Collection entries
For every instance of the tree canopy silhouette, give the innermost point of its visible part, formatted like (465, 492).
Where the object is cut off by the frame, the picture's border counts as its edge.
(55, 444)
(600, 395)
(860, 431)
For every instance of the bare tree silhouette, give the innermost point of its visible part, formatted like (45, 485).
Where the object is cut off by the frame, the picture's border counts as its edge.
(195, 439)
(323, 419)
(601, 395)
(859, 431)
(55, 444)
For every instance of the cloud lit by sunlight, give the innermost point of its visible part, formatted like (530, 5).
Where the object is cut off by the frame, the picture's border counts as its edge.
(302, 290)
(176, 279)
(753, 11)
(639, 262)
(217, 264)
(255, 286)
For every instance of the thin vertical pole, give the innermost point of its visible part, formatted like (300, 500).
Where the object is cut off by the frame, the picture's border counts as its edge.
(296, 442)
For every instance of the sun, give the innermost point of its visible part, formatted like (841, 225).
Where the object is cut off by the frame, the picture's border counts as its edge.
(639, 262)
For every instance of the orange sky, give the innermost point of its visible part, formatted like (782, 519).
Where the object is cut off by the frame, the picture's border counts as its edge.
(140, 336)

To do: Word for word, transcribe each of the entries above.

Result below:
For every instance of the tree canopy silhouette, give the innermost point of its visible part, formatted like (465, 492).
Where the object is cut off by the frame, the picture's border counts as its edge.
(55, 444)
(600, 395)
(860, 431)
For every instance of the bare tree silhouette, give the innermost point of its visible part, formatted like (45, 485).
Where the object is cut off by the frame, the picture's border counts as its edge.
(195, 439)
(323, 419)
(601, 395)
(859, 431)
(55, 444)
For every instance of the cloud lit by sunlight, give the innermost point of its visible part, formatted like (530, 5).
Where the object is cut off by the frame, the picture's border counts as its edge.
(302, 290)
(176, 279)
(753, 11)
(639, 262)
(217, 264)
(255, 286)
For every instance of the thin vertical pole, give the innermost point of its visible part, formatted like (300, 500).
Where the object is cut off by the frame, the picture's border counts as its edge.
(296, 442)
For every instance of the sun, give the innermost point of its visible part, formatted like (841, 225).
Where the object is cut off by the frame, the picture's border counts as its edge.
(639, 262)
For every instance of the orange sky, give the innermost point of its visible part, formatted like (782, 519).
Where the object is cut off by the frame, the picture's border counts as its edge.
(140, 336)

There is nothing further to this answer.